Point annotations on photos
• • • • •

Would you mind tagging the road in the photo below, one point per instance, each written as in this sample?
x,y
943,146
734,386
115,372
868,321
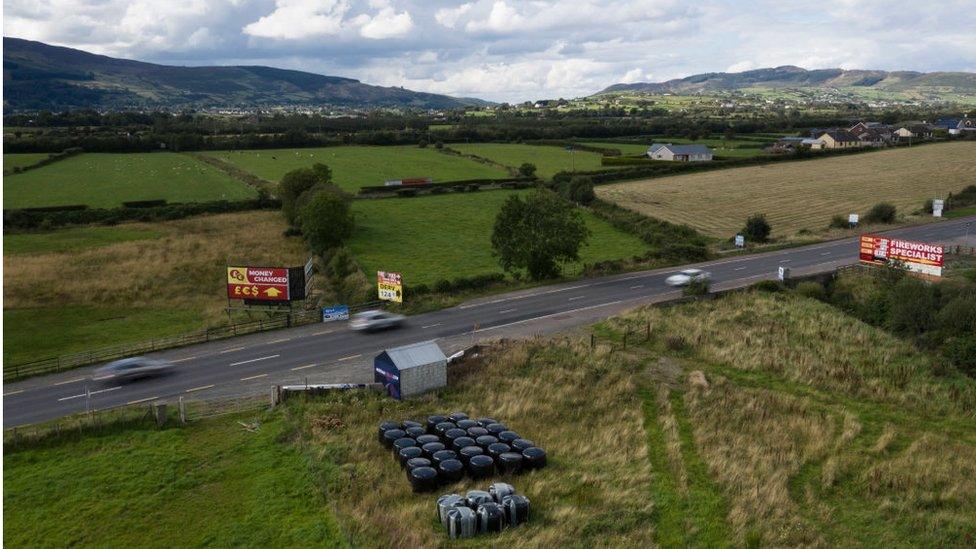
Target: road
x,y
330,353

• • • • •

Task brief: Reproduce every line of the material above word for word, omitting the pictures.

Output below:
Would you mind tagging the road in the photo below, one point per instance, each written as in this sample?
x,y
943,146
734,386
115,372
868,321
Target: road
x,y
330,353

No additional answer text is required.